* WHAT TO DO *
Output the full listing below exactly, without the pictures.

[START EXTRACTED RECORDS]

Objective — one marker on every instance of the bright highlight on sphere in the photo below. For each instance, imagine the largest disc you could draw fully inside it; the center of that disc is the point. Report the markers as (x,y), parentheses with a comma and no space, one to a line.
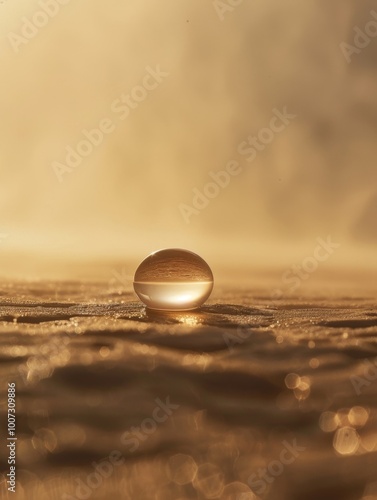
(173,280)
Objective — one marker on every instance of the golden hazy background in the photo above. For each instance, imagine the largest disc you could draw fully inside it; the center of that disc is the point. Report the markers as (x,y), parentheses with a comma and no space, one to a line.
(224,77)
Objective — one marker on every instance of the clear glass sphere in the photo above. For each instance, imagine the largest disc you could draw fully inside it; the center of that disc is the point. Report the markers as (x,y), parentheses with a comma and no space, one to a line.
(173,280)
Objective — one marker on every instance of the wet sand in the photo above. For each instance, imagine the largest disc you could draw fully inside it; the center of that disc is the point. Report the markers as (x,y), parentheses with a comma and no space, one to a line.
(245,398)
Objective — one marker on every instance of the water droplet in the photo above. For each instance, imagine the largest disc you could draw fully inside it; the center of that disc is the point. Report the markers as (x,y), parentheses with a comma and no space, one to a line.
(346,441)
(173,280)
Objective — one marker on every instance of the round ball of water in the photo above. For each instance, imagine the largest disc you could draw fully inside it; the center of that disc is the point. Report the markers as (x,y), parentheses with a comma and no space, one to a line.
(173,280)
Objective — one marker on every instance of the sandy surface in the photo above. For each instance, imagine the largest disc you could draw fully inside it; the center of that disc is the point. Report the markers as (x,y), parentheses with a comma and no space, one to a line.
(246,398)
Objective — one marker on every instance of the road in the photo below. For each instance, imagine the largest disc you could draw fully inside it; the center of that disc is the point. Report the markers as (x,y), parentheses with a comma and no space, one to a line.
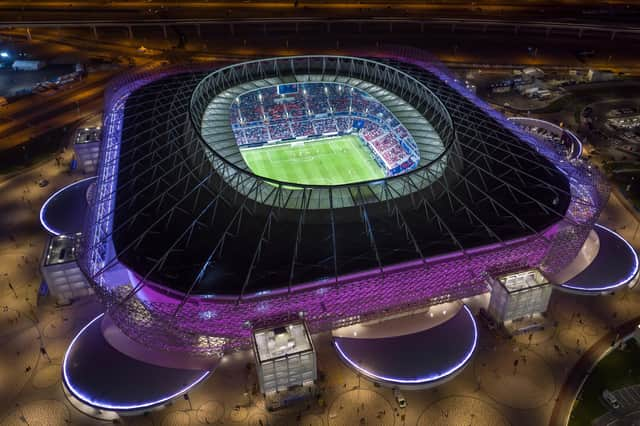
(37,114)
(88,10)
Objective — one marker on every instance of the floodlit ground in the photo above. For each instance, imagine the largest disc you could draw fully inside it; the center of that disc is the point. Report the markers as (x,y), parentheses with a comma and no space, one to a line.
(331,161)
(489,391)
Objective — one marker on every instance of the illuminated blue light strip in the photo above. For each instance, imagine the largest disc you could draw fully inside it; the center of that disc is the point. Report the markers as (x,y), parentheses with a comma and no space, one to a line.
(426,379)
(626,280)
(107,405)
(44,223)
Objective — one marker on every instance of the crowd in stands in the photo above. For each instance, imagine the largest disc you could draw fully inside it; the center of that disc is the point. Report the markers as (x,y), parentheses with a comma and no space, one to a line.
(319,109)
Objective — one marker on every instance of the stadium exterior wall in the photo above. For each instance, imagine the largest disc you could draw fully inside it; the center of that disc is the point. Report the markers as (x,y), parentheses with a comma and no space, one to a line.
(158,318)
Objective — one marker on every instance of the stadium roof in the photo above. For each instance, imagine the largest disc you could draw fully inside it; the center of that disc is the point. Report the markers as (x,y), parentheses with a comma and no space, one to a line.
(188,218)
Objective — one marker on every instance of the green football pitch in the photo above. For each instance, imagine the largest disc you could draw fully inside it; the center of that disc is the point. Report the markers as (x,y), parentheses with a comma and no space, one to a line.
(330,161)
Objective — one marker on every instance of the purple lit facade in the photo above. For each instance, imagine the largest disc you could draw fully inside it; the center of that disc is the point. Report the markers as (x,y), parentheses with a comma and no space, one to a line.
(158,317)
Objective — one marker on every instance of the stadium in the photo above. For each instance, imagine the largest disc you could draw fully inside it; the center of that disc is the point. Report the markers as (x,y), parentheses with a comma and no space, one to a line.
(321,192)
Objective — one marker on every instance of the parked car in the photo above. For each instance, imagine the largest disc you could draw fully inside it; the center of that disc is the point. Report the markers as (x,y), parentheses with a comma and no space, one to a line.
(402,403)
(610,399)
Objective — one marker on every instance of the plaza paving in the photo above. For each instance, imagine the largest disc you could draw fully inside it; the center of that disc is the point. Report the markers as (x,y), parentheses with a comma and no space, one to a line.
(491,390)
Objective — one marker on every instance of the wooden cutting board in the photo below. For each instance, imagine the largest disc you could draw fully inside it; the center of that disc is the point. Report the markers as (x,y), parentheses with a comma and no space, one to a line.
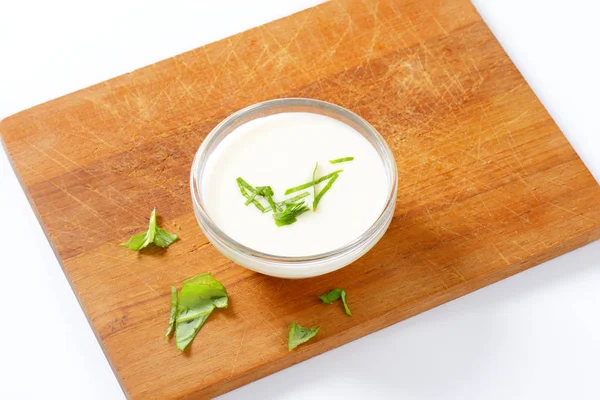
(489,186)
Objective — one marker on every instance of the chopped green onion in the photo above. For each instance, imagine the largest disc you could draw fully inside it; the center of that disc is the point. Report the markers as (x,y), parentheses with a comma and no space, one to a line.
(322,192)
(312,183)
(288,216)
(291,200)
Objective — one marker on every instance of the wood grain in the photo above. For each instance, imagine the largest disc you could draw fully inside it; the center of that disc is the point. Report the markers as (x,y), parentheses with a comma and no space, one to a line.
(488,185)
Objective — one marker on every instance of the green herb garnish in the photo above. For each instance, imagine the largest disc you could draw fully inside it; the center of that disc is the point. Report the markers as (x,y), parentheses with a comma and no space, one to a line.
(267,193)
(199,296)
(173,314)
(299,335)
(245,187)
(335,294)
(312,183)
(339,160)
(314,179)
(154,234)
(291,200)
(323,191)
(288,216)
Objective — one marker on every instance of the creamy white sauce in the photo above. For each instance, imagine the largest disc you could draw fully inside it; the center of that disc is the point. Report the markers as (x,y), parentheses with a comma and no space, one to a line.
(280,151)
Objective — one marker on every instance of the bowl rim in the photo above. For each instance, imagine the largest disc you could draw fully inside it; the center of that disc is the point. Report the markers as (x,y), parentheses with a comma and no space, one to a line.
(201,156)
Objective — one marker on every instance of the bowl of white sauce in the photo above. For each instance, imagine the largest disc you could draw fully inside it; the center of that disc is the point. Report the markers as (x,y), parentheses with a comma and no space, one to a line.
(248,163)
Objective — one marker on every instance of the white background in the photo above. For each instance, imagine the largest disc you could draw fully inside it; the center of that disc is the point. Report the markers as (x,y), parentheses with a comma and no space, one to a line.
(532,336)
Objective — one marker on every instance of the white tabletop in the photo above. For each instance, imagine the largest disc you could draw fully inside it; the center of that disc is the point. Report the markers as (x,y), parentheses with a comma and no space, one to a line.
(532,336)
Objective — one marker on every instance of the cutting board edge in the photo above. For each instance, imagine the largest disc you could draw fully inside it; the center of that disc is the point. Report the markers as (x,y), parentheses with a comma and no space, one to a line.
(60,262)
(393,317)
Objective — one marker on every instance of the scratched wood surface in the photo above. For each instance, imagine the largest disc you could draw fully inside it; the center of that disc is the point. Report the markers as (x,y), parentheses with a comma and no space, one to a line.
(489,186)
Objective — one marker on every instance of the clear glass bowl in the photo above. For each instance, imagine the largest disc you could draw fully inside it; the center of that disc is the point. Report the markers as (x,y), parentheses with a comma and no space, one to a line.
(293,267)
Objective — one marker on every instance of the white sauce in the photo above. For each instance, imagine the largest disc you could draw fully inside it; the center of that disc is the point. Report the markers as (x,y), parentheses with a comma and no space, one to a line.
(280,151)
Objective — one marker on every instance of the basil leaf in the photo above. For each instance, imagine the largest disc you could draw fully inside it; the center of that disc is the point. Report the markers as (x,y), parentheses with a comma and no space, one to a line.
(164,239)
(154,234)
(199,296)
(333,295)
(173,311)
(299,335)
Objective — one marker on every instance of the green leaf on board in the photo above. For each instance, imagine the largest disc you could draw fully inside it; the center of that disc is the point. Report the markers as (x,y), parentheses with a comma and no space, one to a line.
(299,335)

[END EXTRACTED RECORDS]

* FULL ANSWER *
Objective — one marker on every instance of the bright highlight on sphere in the photo below. For each instance, imagine the largest disc you could draw fully inside it; the center of that disc is the point. Report the markers as (x,y), parentheses with a comma and no space, one to a line.
(173,280)
Objective — one marker on every instance of the golden hazy background in the photo above. For each instance, imagine the largest disc you could draw fully inside it; the center of that disc is the point. Report the markers as (x,y), parentheses with a comma and no space, one to a line.
(224,77)
Objective — one marker on every instance of the clear glass sphere in the photo above. For each instance, imagine the largest disc you could draw fully inside it; the center of that disc is the point. Report the markers as (x,y), parentheses with a comma and no space, one to a line.
(173,280)
Objective — one marker on every instance of the wet sand in the photo above. For each instance, imagine the largest disc you could draw fully inside it; the center of that disc is the point. Report the markers as (x,y), parentheses with a comma and no space, one to a line.
(245,398)
Objective — one marker on every instance of the water droplet in the photo above. For each instance, imagine the largest disc you could draw fully inside it; the center of that disc is the point. Report the markers as (x,y), parentheses with a comma and no space, one to a line.
(346,441)
(173,280)
Objective — one marker on every instance of the round ball of water in the photo above. For each instance, imagine the largest disc you could draw fully inside it; the center of that disc is the point. Report the markers as (x,y), parentheses with a comma and no space, one to a line.
(173,280)
Objective — one marker on every instance of the sandy surface in the photo above. For each instance, imagine the largest disc you could draw fully inside it; the center of that disc is the point. Report the markers as (x,y), parentheses with a comma and no space, one to a line.
(246,398)
Objective — one marker on every instance of the road in the photo below. For each instance, imagine the largest disc you could draw fully inside it; the center of that disc is the point. Report the markers as (x,y), parentheses with a comma and no space, one to a line.
(37,114)
(88,10)
Objective — one marker on every instance of the floodlit ground in the photo above. For each instance, imagine the largest disc you could draw fully inside it; the center of that disc is the point. Report the markers as (x,y), parentheses with a comma and no space, one to a line.
(331,161)
(489,391)
Objective — one marker on every instance of the illuminated blue light strip in the photo above. For each instance, imagine the largest disc you could draw fully inside it; the center of that disc is the point. Report the markers as (x,y), parentheses with a comma and no space, one to a line.
(426,379)
(626,280)
(107,405)
(44,223)
Objective — one marker on every instance of the crowd in stands in the photo above. For each instance, imagine the largest disc you could draw fully inside it; the center of that disc is the point. Report the markers as (x,y), parentheses with a comma and no space, one to a line.
(319,109)
Objective — one marker on every instance of the stadium exterior wall in the photo above. For each instance, imagine the largest disc you could draw fully inside it; the center of that disc is the point. Report the markers as (x,y), parentheses with a comma and no space, one to a line.
(158,318)
Objective — one marker on every instance of the stadium roof in the photo above. For each instance, imagine the largest disc you could draw fully inside it; the center of that disc is the point. Report the markers as (x,y), parentheses with a comma and no space, one to a line.
(188,218)
Objective — one marker on every instance of the green football pitch in the photo above. For each instance, imagine the largest disc you could draw fully inside it; the center of that disc is the point. Report the markers as (x,y), parentheses with a comma and no space, one to a line.
(330,161)
Objective — one marker on every instance of the purple lit facade in the photo above. For each instance, imagine the largest disc you could draw fully inside it; the center of that disc is the point. Report the markers as (x,y), parentheses with a comma and no space, one to a line.
(158,317)
Objective — one marker on every instance of the stadium in the photo above. For each instance, imagine the largest disc you could draw fully inside it; the center of that disc is the point. Report the markers as (x,y), parentheses with a comma and no space, one to a line.
(321,192)
Objective — one marker on every instance of the parked car in the photo above. For each instance, imagine the largest disc you could draw fully inside it; the center of that disc is the point. Report the markers as (x,y), parentheses with a comma and no space, one to a line.
(402,403)
(610,399)
Objective — one marker on every instance of the plaza paving in the photo above. For each instance, imagine the largest disc you could draw fully inside it; the center of that disc is the point. Report the markers as (x,y), parentheses with a comma and no space, one to a line.
(491,390)
Objective — one marker on every instance of the wooden cutting board in the photo below. For each instance, imagine the largest disc you could draw fully inside it; the center of that disc is the point. Report the markers as (x,y), parentheses with a comma and no space, one to a line.
(489,186)
Objective — one marker on every instance of the chopped green onion in the photo above. For each instance, imagine the largest disc you could draw fully inside it; the center of that disc is the point. Report the markers as (x,y), parentheses with a comma and no space, one to a line.
(322,192)
(312,183)
(288,216)
(291,200)
Objective — one marker on every instance of the wood grain in the photo above. For each instance, imagine the largest disc you could draw fully inside it; the center of that disc is the point. Report the markers as (x,y), parentheses with a comma and no space, one to a line.
(488,185)
Objective — one marker on every instance of the green herb garnish in the photo above. For each instance, imagine the largest disc you could draw fully inside it; the center of that disc is the point. Report the markers as (x,y), parentheses with a comma and no space, one to a line.
(267,193)
(199,296)
(173,314)
(299,335)
(245,187)
(335,294)
(312,183)
(339,160)
(314,179)
(154,234)
(291,200)
(323,191)
(288,216)
Objective — one marker on every instance of the creamy white sauce in the photo above. For each instance, imagine the largest disc you could draw fully inside it; the center of that disc is the point. Report the markers as (x,y), parentheses with a comma and no space, one to a line.
(280,151)
Objective — one marker on every instance of the bowl rim in the photo above. For each instance, imagine the largest disc you could draw fully inside it; the center of that disc is the point. Report the markers as (x,y), parentheses with a comma and no space, one to a line.
(201,156)
Objective — one marker on every instance of the bowl of white sauce in the photo above. For each instance, imagine the largest disc you could draw fully inside it; the center of that disc is the point. Report the markers as (x,y), parentheses with a comma and no space, one to a line.
(248,163)
Objective — one marker on every instance of the white background in the photo above. For each instance, imagine the largest disc you could draw fully inside it; the center of that disc is the point. Report the markers as (x,y), parentheses with a comma and no space, one to a line.
(532,336)
Objective — one marker on every instance of the white tabletop in the photo above. For each instance, imagine the largest disc you could draw fully inside it; the center of that disc is the point. Report the markers as (x,y), parentheses with a comma and no space, one to a line.
(532,336)
Objective — one marker on every instance of the cutting board edge in the photo above. For each instance, imagine the largest disc you could draw fully inside it; the center of that disc is the point. Report the markers as (x,y), parentheses with a comma and no space, one to a line.
(60,262)
(393,317)
Objective — one marker on every instance of the scratched wood surface in the photo above. For each instance, imagine the largest disc you could draw fully inside it; the center of that disc is the point. Report the markers as (x,y), parentheses with a comma and no space, one to a line.
(489,186)
Objective — one marker on every instance of the clear glass bowl in the photo above. For each instance, imagine the largest disc you could draw fully inside it; the center of that disc is the point. Report the markers as (x,y), parentheses with a comma and no space, one to a line.
(293,267)
Objective — one marker on every instance of the white sauce in the photo above. For each instance, imagine the largest disc you could draw fully inside it; the center of that disc is the point. Report the markers as (x,y), parentheses with a comma and no space, one to a line.
(280,151)
Objective — one marker on every instance of the basil leaf in the photo above. For each instance, imagine the largest disc you could draw fully inside it; the center of that disc is the point. Report the markers as (x,y), parentheses with a comma and no space, one to a line.
(164,239)
(154,234)
(199,296)
(333,295)
(173,311)
(299,335)
Objective — one marker on every instance of the green leaf on board in the photo above. For each instance, imagine the largest disc you could draw fully inside it; the center of that disc is the point. Report the markers as (x,y), parentheses with a comma and no space, one to a line.
(299,335)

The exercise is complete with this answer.